GOAL ▸
Please return every one of the records below, reproducing each line character for character.
- - -
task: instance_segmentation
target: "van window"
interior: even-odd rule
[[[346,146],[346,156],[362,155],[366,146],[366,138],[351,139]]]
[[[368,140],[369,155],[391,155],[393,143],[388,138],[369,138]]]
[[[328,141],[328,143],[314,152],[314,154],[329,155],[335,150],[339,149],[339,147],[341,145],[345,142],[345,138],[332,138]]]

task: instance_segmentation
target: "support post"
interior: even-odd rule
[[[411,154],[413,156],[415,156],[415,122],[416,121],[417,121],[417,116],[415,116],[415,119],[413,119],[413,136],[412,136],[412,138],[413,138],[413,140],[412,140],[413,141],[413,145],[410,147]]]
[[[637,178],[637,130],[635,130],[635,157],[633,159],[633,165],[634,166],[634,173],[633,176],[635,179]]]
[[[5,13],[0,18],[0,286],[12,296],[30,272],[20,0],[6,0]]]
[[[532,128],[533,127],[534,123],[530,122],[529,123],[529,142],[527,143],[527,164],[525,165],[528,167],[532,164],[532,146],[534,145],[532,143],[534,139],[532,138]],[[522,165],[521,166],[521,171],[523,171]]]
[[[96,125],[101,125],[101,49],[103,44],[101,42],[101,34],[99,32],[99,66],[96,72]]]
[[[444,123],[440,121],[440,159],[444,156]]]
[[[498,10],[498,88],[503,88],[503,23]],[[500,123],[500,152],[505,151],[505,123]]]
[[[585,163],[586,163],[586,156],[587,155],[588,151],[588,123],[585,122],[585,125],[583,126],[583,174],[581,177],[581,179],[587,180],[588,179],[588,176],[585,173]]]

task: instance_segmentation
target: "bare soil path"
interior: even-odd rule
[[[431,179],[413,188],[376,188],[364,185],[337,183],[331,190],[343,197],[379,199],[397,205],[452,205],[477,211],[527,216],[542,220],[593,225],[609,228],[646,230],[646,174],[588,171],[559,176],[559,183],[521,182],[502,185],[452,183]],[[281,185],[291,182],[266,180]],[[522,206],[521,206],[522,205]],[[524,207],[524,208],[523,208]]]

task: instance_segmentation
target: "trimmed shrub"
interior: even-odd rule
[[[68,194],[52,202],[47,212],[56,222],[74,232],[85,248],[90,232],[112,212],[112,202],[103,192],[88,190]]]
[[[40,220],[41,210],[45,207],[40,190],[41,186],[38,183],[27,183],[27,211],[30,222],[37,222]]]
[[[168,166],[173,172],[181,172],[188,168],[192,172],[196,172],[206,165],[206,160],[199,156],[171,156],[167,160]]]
- - -
TASK SOLUTION ▸
task: instance_segmentation
target: "van window"
interior: even-odd rule
[[[346,146],[346,156],[362,155],[366,146],[366,138],[351,139]]]
[[[368,140],[369,155],[391,155],[393,143],[388,138],[369,138]]]
[[[328,141],[328,143],[314,152],[314,154],[329,155],[335,150],[339,149],[339,147],[341,145],[345,142],[345,138],[332,138]]]

task: instance_segmentation
target: "support post"
interior: even-odd rule
[[[411,154],[413,156],[415,156],[415,122],[416,121],[417,121],[417,116],[415,116],[415,119],[413,119],[413,136],[412,136],[412,138],[413,138],[413,140],[412,140],[413,141],[413,145],[410,147]]]
[[[637,178],[637,130],[635,130],[635,157],[633,159],[633,165],[634,166],[634,173],[633,176],[635,179]]]
[[[5,13],[0,18],[0,286],[12,296],[30,272],[20,0],[6,0]]]
[[[532,128],[533,127],[534,123],[530,122],[529,123],[529,142],[527,143],[527,164],[525,165],[528,167],[532,164],[532,146],[534,145],[532,143],[534,139],[532,138]],[[522,165],[521,166],[521,171],[523,171]]]
[[[96,125],[101,125],[101,49],[103,44],[101,42],[101,34],[99,32],[99,66],[96,72]]]
[[[444,123],[440,121],[440,159],[444,156]]]
[[[498,10],[498,88],[503,88],[503,23]],[[500,123],[500,152],[505,151],[505,123]]]
[[[585,163],[586,163],[586,156],[587,155],[588,151],[588,123],[585,122],[585,125],[583,126],[583,174],[581,177],[581,179],[587,180],[588,179],[588,176],[585,173]]]

task: instance_segmentation
target: "bare soil path"
interior: even-odd rule
[[[431,179],[413,188],[376,188],[364,185],[337,183],[331,190],[343,197],[379,199],[397,205],[452,205],[477,211],[527,216],[542,220],[593,225],[609,228],[646,230],[646,174],[588,171],[559,176],[559,183],[521,182],[502,185],[452,183]],[[281,185],[291,182],[266,180]],[[522,206],[521,206],[522,205]],[[524,207],[524,208],[523,208]]]

task: instance_segmentation
target: "trimmed shrub"
interior: even-odd rule
[[[68,194],[52,202],[47,212],[56,222],[74,232],[85,248],[90,232],[112,212],[112,202],[103,192],[88,190]]]
[[[40,220],[41,210],[45,207],[40,190],[41,186],[38,183],[27,183],[27,211],[30,222],[37,222]]]
[[[168,166],[173,172],[181,172],[188,168],[192,172],[196,172],[206,165],[206,160],[199,156],[171,156],[167,160]]]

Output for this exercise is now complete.